## Goal of the exercise
Every record that follows should be copied exactly. No picture belongs in the copy.
─── Listed entries ───
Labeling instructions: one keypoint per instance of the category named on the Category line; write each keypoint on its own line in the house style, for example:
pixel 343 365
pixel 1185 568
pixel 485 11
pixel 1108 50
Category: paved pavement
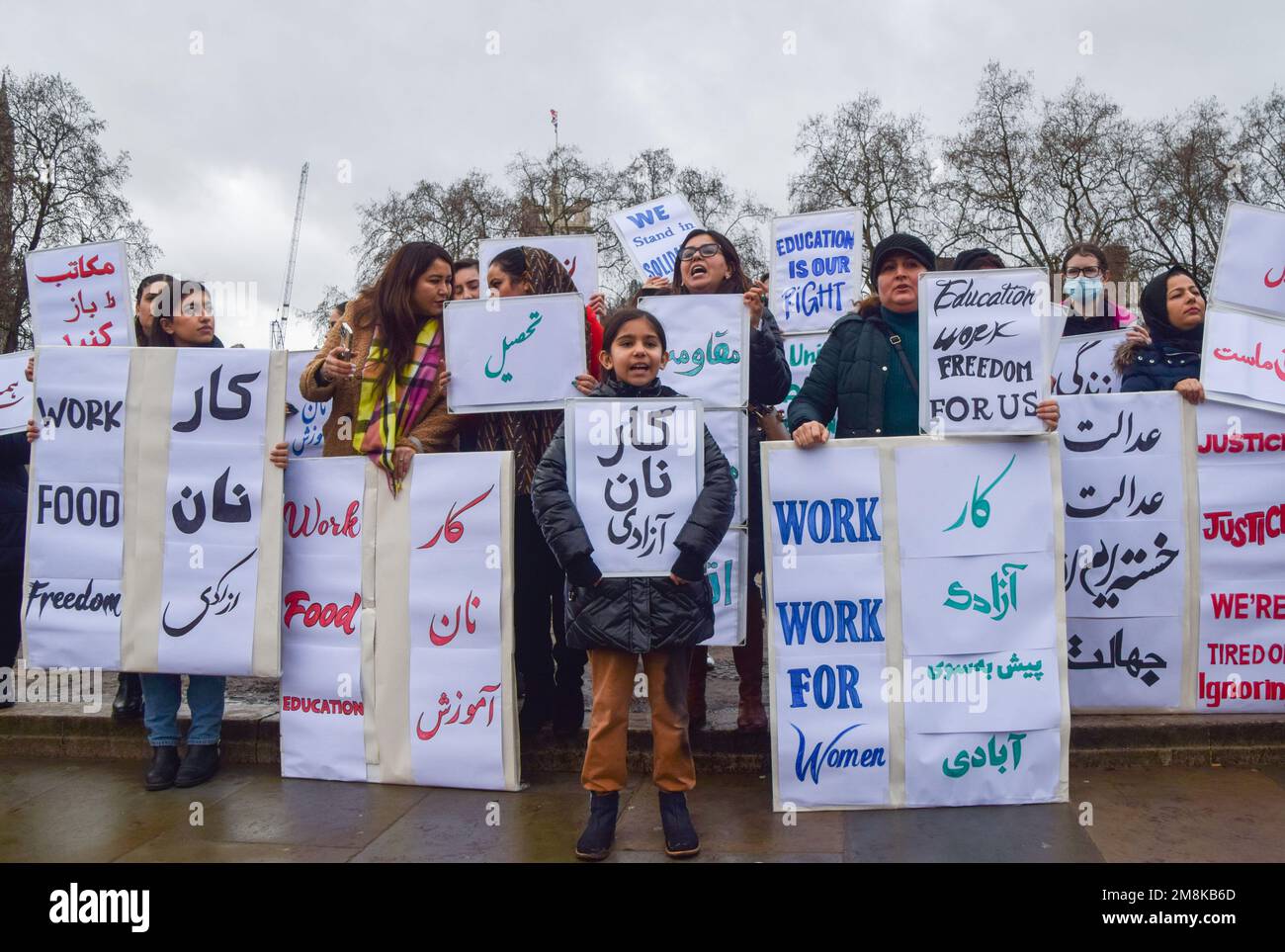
───
## The completed task
Labeling instructions: one keypoint per instance of the category named on the Category line; write each keypoint on its own line in the house style, for example:
pixel 343 365
pixel 1185 568
pixel 485 11
pixel 1108 50
Category: paved pavement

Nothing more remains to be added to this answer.